Natural-language object grounding data:
────

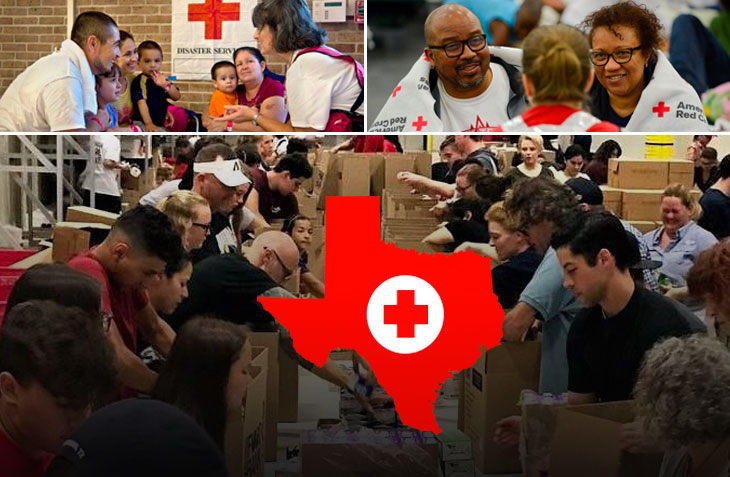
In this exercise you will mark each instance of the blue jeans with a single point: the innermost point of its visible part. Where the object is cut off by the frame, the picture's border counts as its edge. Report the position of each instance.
(697, 55)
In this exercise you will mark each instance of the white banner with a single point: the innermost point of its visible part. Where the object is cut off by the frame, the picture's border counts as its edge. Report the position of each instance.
(207, 31)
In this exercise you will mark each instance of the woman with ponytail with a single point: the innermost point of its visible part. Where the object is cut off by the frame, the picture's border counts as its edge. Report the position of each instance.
(557, 75)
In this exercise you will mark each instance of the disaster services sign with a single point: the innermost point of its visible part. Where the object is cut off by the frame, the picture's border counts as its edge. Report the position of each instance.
(207, 31)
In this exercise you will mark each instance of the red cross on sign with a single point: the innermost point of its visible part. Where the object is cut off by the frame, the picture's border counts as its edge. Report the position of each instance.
(660, 109)
(420, 123)
(214, 13)
(405, 314)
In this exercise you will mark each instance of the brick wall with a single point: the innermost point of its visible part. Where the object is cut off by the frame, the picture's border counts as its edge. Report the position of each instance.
(32, 30)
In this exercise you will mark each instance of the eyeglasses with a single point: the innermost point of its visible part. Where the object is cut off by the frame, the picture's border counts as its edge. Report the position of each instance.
(205, 227)
(456, 48)
(288, 273)
(622, 56)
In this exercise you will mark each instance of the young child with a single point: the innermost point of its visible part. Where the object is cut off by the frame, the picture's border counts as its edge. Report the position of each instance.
(151, 89)
(299, 228)
(225, 81)
(108, 89)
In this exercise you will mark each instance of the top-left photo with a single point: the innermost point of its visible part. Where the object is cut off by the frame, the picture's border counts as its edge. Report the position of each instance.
(182, 65)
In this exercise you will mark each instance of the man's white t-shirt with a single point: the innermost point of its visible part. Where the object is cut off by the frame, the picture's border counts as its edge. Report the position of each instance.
(487, 110)
(98, 178)
(47, 96)
(317, 83)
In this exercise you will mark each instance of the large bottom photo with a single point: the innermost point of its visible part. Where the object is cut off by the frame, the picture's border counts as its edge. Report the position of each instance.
(364, 305)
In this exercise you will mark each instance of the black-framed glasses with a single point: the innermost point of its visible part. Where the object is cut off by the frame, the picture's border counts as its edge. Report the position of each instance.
(620, 56)
(455, 49)
(287, 273)
(205, 227)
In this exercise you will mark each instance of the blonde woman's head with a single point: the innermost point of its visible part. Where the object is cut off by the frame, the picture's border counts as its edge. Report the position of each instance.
(556, 65)
(190, 214)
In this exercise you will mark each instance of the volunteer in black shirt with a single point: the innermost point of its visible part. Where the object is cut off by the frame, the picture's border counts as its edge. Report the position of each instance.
(608, 339)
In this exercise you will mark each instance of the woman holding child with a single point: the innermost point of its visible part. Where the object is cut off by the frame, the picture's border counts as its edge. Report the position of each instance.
(257, 88)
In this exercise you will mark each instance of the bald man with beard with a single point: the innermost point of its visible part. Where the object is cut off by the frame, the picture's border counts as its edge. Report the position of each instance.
(455, 85)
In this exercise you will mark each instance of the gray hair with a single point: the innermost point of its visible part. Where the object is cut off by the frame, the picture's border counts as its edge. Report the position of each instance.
(682, 393)
(291, 24)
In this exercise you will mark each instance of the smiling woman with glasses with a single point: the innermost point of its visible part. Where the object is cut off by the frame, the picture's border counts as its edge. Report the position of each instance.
(637, 87)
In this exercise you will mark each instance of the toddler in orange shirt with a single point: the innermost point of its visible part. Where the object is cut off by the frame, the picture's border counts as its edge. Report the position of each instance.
(225, 82)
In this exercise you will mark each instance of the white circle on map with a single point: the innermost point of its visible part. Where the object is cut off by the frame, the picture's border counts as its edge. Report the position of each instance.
(386, 304)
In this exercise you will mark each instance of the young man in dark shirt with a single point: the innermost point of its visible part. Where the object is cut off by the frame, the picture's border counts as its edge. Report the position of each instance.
(608, 339)
(715, 204)
(273, 195)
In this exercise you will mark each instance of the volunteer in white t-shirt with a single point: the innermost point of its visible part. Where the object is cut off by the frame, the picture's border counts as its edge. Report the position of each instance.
(324, 88)
(57, 92)
(101, 176)
(456, 85)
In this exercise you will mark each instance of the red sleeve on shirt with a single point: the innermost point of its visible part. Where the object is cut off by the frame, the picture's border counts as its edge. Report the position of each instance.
(93, 268)
(140, 298)
(604, 126)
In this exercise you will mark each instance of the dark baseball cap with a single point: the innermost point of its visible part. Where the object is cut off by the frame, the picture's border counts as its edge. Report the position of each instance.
(141, 438)
(587, 191)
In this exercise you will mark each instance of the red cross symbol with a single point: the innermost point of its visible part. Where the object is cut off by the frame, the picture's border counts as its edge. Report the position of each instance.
(420, 123)
(214, 13)
(405, 314)
(660, 109)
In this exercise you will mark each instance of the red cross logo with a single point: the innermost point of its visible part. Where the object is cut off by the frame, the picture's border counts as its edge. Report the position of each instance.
(420, 123)
(660, 109)
(214, 13)
(405, 314)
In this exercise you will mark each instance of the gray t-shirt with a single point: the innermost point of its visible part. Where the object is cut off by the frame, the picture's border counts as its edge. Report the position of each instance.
(556, 308)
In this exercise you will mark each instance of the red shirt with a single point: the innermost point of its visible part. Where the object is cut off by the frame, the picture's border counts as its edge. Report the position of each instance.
(122, 305)
(15, 463)
(269, 87)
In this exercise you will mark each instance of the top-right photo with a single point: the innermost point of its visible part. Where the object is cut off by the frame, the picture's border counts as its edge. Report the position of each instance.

────

Each of the records above needs to be transcribed exactly, apart from its pictures.

In this exercise you will mark each instance of the blue jeans with a single point: the innermost point of its visible part. Where the object is cut off by the frame, the picture's border counts as its edge. Report the position of each instance.
(697, 55)
In this exercise you will mark each instance of the white banner with a single point: the innermost point of its visible part. Where the object is cut off by the frame, the picture's border counts as its edge. Report the position of each instance.
(207, 31)
In this exercise you will mark each instance of the woman with ponytail with a single point: the innermost point of its visible part. Where the object is cut off by the frame, the picture's border counts as its edge. Report the position of each instance.
(557, 75)
In this exercise you will mark each instance of the disaster services sign with a single point: the innermost point of its visible part. Where the object is cut off by the frame, the picture's border counts as its edge. Report the position of each instance.
(207, 31)
In this exercise you will mark each instance of the red cross on sign with a single point: the innermost point of its visible part. Where the object is cut off by the frame, the picture's border counts as its edge. Report the position of each instance.
(660, 109)
(420, 123)
(214, 13)
(405, 314)
In this exercise you will mark each instance of the brick wall with a single point: the innermost point of its visible part. Where the object is cut off by the frame, the picture's border counts as its edge. Report the position of each instance.
(32, 30)
In this exercise you will mark each instance of the eyeglasses with a single point: the innermost point of its visible part. Where the object is cut off by the frame, the picture's border counts as its edge. Report the position of each instance.
(205, 227)
(456, 48)
(288, 273)
(622, 56)
In this exercise you will mark each instance of the young child with a single point: the innermost point of its visible part. Where the object is cut off by the frame, the picture's border counts as its edge. Report the position of each instance.
(151, 89)
(299, 228)
(225, 81)
(108, 89)
In this exercise you will mark each instance of the top-left photo with a single point: the innermost point of its visible part. Where the object is cut off by the frame, the picture's border counts as its edge. Report the position of each instance.
(182, 65)
In this exercise you will mark each instance of the man's white t-shirt with a single point: the innermost point of its visible part. Where the object is cut off by the frame, the picture's border counts as its edge. Report the position of each instance.
(487, 110)
(98, 178)
(47, 96)
(317, 83)
In this exercise you will mark each instance of the large bottom photo with a single point: the innermost point of its visible part. Where the object is cut off by the frame, the picture's border counts as its edge. Report the position of each instance.
(364, 305)
In this exercise you will mark each instance of the black-framed glasses with a single point: the innermost point of its visible part. Where the object is cut off by the frame, the picture's border counts as its edge. Report the position of each instance.
(620, 56)
(455, 49)
(287, 273)
(205, 227)
In this exercise you will mark each instance of the blonde woman's head with a single point: the innermost point of its visible part. Where the object is cut off by the frame, the picture's border counts as its edge. Report the position of each instance.
(556, 65)
(190, 214)
In this exercise you will mark each instance of the volunteer in black shirt with a single point: the innermost point of its visible part. Where the object is cut off by the frame, the picture's border counts as its edge. Report the position of each instance.
(608, 339)
In this exercise you will mark each instance of the woman holding child with a single point: the innermost point of its visible part. Where the object is cut off by the frame, the picture's border counts as its edge. Report the position of each instance.
(257, 88)
In this exercise you will mark each instance of the bald man with beard with a single point: the innermost point of its visible part. Where the object is cut off by the frame, the picture's border counts as its edge. Report the position of each instance.
(455, 85)
In this exercise you will mark each instance of the gray hair with a single point: the innermost point of its visible part. Where the object is cut off by the frame, the picture's border counts as its edge. Report the position of each instance.
(682, 393)
(291, 24)
In this exercise you will mark each instance of the smiling woman with glasses with a single point: the innermost point of its visible part. Where the object is cut off by the frame, the picture's border counts as its edge. Report the position of each instance.
(637, 87)
In this exercise you will mark each instance of the toddler in orange shirt with a single point: the innermost point of its visible part. Where the object is cut off by the frame, the picture's border counts as its edge. Report the position of each instance.
(225, 82)
In this exercise you will mark each instance of the white circle on map with a single point: the innermost point of its visible part. Where the object is cut off by the frame, the picture's border counts as its edge. Report the position of each instance.
(386, 304)
In this exercise you will mark each instance of the young man in dark shirt with a single point: the innermost point of its visible part. Where the object is cut off by the frame, the picture's border counts as its edge. Report the position of each instance.
(608, 339)
(715, 204)
(273, 195)
In this exercise you will mark each instance of the volunteer in white t-shirt with a single point: the innermost point of its visible part. Where the object is cut off by the frame, the picture's border counts as its edge. Report the position of each instance.
(324, 88)
(57, 92)
(101, 176)
(456, 85)
In this exercise you will mark each instance of the red sleeve on shirt with a single point: the innermost point of its visible part. Where the object is cut off by the frame, the picture's border counts as its edge. Report the position of each instance.
(93, 268)
(140, 298)
(604, 126)
In this exercise you will mark each instance of the dark baseball cap with a single point: the innermost point of its visible part. Where the object is cut off by the frame, the picture's border counts as its edge. Report the position of each instance.
(141, 438)
(587, 191)
In this exercise you will mark each instance of the red cross symbol with a single point: the innermost point of its visible part. Where the object is cut off by the frame, the picture's border counts as its edge. Report the position of each instance.
(420, 123)
(214, 13)
(405, 314)
(660, 109)
In this exercise you will mark each instance of the red cross logo with a single point: the innermost point of its visible part. Where the object is cut off by the frame, the picture's border counts as its edge. Report the position of each instance.
(420, 123)
(660, 109)
(214, 13)
(405, 314)
In this exercise you will mark each instance of the gray t-shirt with a single point: the innermost point of its visible part. Where the object is cut off by the frame, the picture's border counts as its edge. Report the position of each instance.
(556, 308)
In this exercise you will mark each instance of the red shirt with a single point: the innermost point of its visible part. Where the object is cut off by the frame, the picture's border counts as its edge. Report the position of each instance.
(122, 305)
(15, 463)
(269, 87)
In this exercise you will mark each instance of the top-right photo with a single point: the innermost point of its visible part. Where the object is cut off by the frame, the picture's border counts as its edge. Report the position of each instance.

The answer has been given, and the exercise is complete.